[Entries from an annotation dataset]
================
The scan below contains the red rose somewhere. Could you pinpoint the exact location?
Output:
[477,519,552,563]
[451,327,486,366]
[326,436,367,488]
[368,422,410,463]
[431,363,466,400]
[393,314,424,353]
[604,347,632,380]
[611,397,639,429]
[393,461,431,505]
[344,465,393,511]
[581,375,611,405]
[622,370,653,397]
================
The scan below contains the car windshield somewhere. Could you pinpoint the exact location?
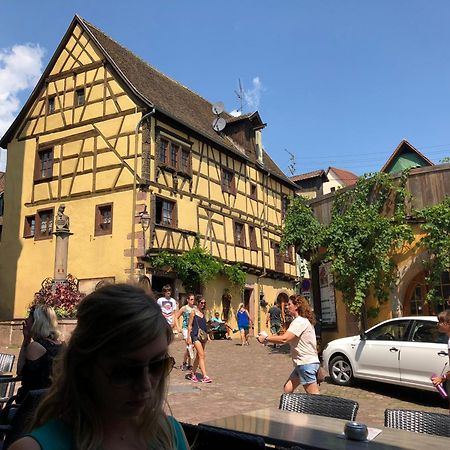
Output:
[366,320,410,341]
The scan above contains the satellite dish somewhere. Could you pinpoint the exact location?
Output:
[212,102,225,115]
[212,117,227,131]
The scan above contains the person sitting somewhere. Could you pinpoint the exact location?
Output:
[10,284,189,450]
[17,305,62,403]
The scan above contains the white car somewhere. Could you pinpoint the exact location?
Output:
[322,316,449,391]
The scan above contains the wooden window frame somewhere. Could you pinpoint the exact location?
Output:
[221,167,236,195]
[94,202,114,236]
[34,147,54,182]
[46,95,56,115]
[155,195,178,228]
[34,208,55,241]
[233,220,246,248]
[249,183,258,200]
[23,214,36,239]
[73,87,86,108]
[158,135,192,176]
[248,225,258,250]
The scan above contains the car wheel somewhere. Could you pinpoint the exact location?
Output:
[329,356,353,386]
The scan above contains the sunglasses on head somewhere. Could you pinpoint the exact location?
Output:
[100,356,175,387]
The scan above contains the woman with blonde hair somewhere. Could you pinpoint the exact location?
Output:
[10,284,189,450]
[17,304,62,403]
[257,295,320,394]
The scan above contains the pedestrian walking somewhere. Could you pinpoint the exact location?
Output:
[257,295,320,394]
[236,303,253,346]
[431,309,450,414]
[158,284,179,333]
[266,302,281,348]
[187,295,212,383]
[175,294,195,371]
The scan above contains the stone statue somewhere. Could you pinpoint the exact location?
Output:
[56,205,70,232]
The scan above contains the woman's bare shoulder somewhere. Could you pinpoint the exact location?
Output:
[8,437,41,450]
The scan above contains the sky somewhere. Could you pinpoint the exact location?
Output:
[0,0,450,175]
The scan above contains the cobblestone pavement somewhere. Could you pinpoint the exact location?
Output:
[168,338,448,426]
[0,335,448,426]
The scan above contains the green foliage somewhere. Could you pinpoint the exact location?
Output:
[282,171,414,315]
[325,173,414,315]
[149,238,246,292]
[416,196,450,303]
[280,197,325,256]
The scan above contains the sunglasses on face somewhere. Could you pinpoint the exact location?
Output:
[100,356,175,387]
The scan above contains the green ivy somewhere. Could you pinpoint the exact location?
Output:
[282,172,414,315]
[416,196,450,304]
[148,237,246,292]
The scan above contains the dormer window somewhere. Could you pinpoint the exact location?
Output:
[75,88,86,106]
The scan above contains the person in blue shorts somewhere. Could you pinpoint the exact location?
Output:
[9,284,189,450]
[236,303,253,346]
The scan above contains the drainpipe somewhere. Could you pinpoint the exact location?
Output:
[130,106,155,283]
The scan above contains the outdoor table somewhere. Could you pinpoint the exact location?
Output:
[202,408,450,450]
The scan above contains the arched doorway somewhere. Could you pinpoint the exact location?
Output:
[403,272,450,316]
================
> Written problem:
Return every line of the items above that contains the string "window". Case counts.

> Solution to this exercise:
The scan above contains the wooden window frame somewhere. Could you pinpoint the exact location?
The scan above contains the dormer window somewhere. Could you pinpoint the exact location?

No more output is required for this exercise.